- _Directive 1_: Echo the stretch of the computing history notes from "- Polymath of" through "53 (4), pp.607-682.", word for word.

See links on lecture website. See also cyberpunk novel "The Difference Engine". Explores dystopian alternate history in which Analytical Engine built.



### Some History: John von Neumann, (1903-1957)



- Polymath of great genius: mathematician, physicist and computer scientist. Modern computer architecture (von Neumann architecture) named after him.
- Influential machine designed at Institute of Advanced Study from 1945-1951; 40-bit "word" with two 20-bit instructions; 1024 words of memory.
- Also wrote first and highly influential paper on error analysis on Gaussian elimination with Herman Goldstine: created field of numerical analysis. See review in SIAM Rev. 53 (4), pp.607-682.



#### Many others, some with Princeton background

The history of computing is complex and many people have played key role, many with Princeton background (like von Neumann who was at IAS)

- Alan Turing. Towering genius in theoretical computer science, got his math Ph.D from Princeton University. Invented "Turing machines", an abstract model for universal computing machine. Very influential and part of modern CS curriculum. Worked with von Neumann on philosophy of AI and machine computability.
- Not so well known: Charles Sander Peirce ("Purse"). Realized that logical operations could be carried out by **electrical circuits, way back in 1886**, decades before such machines were built! See letter in which *first logic circuit* is described to his former student Allan Marquand of Princeton. (Science Library near GIS and book stacks). Rather sad letter, written when C.S Peirce was very poor and had to borrow money from Marquand. (Art library named after Marquand).



#### A note on computer speeds and prefixes

Just a reminder

- Giga = billion  $(10^9)$
- Tera = trillion  $(10^{12})$
- Peta  $= 10^{15}$
- $E_{xa} = 10^{18}$  (billion times faster that Gigascale)

- _Dataset content_:
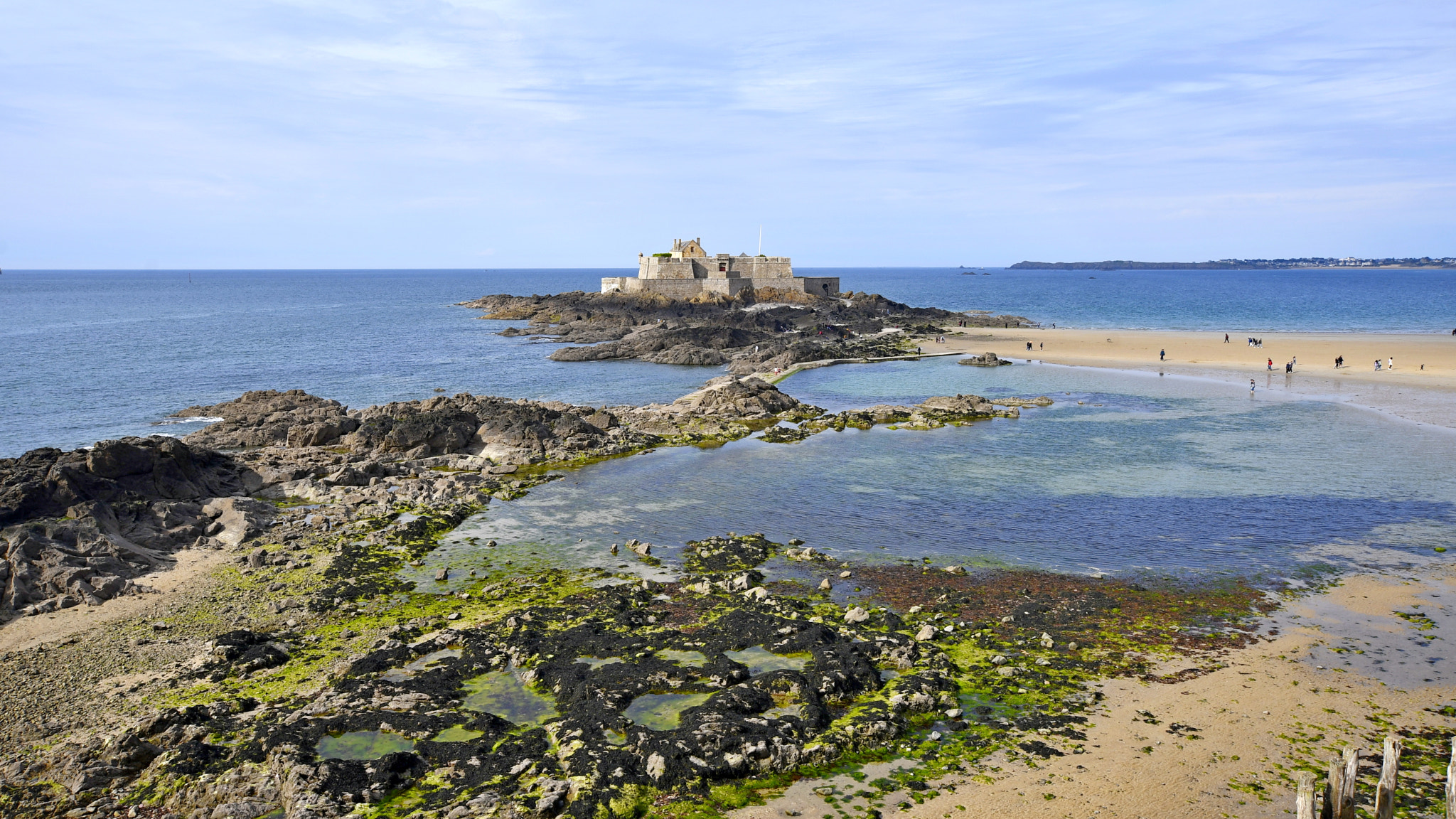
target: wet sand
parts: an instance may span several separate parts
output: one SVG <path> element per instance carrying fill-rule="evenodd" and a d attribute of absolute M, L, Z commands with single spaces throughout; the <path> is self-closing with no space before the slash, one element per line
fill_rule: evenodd
<path fill-rule="evenodd" d="M 1254 379 L 1255 392 L 1342 401 L 1420 424 L 1456 428 L 1453 335 L 1265 332 L 1257 335 L 1264 347 L 1249 347 L 1246 332 L 1229 335 L 1224 344 L 1222 332 L 946 328 L 946 344 L 932 342 L 923 350 L 990 351 L 1016 361 L 1163 372 L 1241 386 Z M 1159 360 L 1160 351 L 1166 353 L 1165 360 Z M 1345 358 L 1338 370 L 1337 356 Z M 1392 356 L 1393 372 L 1385 369 Z M 1380 372 L 1374 370 L 1376 357 Z M 1297 364 L 1286 375 L 1284 364 L 1290 360 Z"/>
<path fill-rule="evenodd" d="M 1107 700 L 1089 713 L 1085 753 L 1053 756 L 1035 768 L 997 753 L 964 775 L 929 783 L 941 796 L 922 804 L 898 809 L 897 802 L 909 794 L 891 794 L 884 813 L 974 818 L 994 806 L 997 816 L 1009 818 L 1287 816 L 1294 796 L 1275 765 L 1322 767 L 1338 756 L 1341 742 L 1379 752 L 1372 737 L 1380 732 L 1367 721 L 1373 713 L 1398 727 L 1456 734 L 1456 720 L 1425 711 L 1456 697 L 1456 662 L 1444 656 L 1440 643 L 1430 651 L 1415 650 L 1430 646 L 1430 638 L 1392 616 L 1418 605 L 1440 634 L 1443 625 L 1456 627 L 1456 612 L 1443 600 L 1456 603 L 1456 579 L 1449 573 L 1423 580 L 1348 577 L 1326 593 L 1286 606 L 1271 621 L 1278 634 L 1235 651 L 1226 667 L 1188 682 L 1104 682 L 1098 691 Z M 1348 647 L 1351 640 L 1363 644 L 1366 654 L 1329 650 Z M 1404 647 L 1412 653 L 1395 659 Z M 1377 663 L 1382 656 L 1376 650 L 1386 659 Z M 1427 653 L 1441 657 L 1430 663 Z M 1386 663 L 1389 670 L 1379 670 Z M 1190 665 L 1159 670 L 1172 673 Z M 1147 713 L 1156 724 L 1146 721 Z M 1175 723 L 1191 727 L 1171 732 Z M 1402 774 L 1411 774 L 1405 764 Z M 1372 799 L 1373 781 L 1373 775 L 1361 778 L 1360 804 Z M 833 783 L 840 794 L 856 790 L 847 777 Z M 782 799 L 741 809 L 734 819 L 779 818 L 789 810 L 821 816 L 830 806 L 812 788 L 823 784 L 802 780 Z"/>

- _Directive 2_: Render the entries from their start through the line containing "1254 379 L 1255" as a Markdown table with columns "No." and "Entry line", one numbered row per line, skipping blank lines. Leave the pictures out.

- _Finished answer 1_:
- Polymath of great genius: mathematician, physicist and computer scientist. Modern computer architecture (von Neumann architecture) named after him.
- Influential machine designed at Institute of Advanced Study from 1945-1951; 40-bit "word" with two 20-bit instructions; 1024 words of memory.
- Also wrote first and highly influential paper on error analysis on Gaussian elimination with Herman Goldstine: created field of numerical analysis. See review in SIAM Rev. 53 (4), pp.607-682.

- _Finished answer 2_:
| No. | Entry line |
|---|---|
| 1 | target: wet sand |
| 2 | parts: an instance may span several separate parts |
| 3 | output: one SVG <path> element per instance carrying fill-rule="evenodd" and a d attribute of absolute M, L, Z commands with single spaces throughout; the <path> is self-closing with no space before the slash, one element per line |
| 4 | fill_rule: evenodd |
| 5 | <path fill-rule="evenodd" d="M 1254 379 L 1255 392 L 1342 401 L 1420 424 L 1456 428 L 1453 335 L 1265 332 L 1257 335 L 1264 347 L 1249 347 L 1246 332 L 1229 335 L 1224 344 L 1222 332 L 946 328 L 946 344 L 932 342 L 923 350 L 990 351 L 1016 361 L 1163 372 L 1241 386 Z M 1159 360 L 1160 351 L 1166 353 L 1165 360 Z M 1345 358 L 1338 370 L 1337 356 Z M 1392 356 L 1393 372 L 1385 369 Z M 1380 372 L 1374 370 L 1376 357 Z M 1297 364 L 1286 375 L 1284 364 L 1290 360 Z"/> |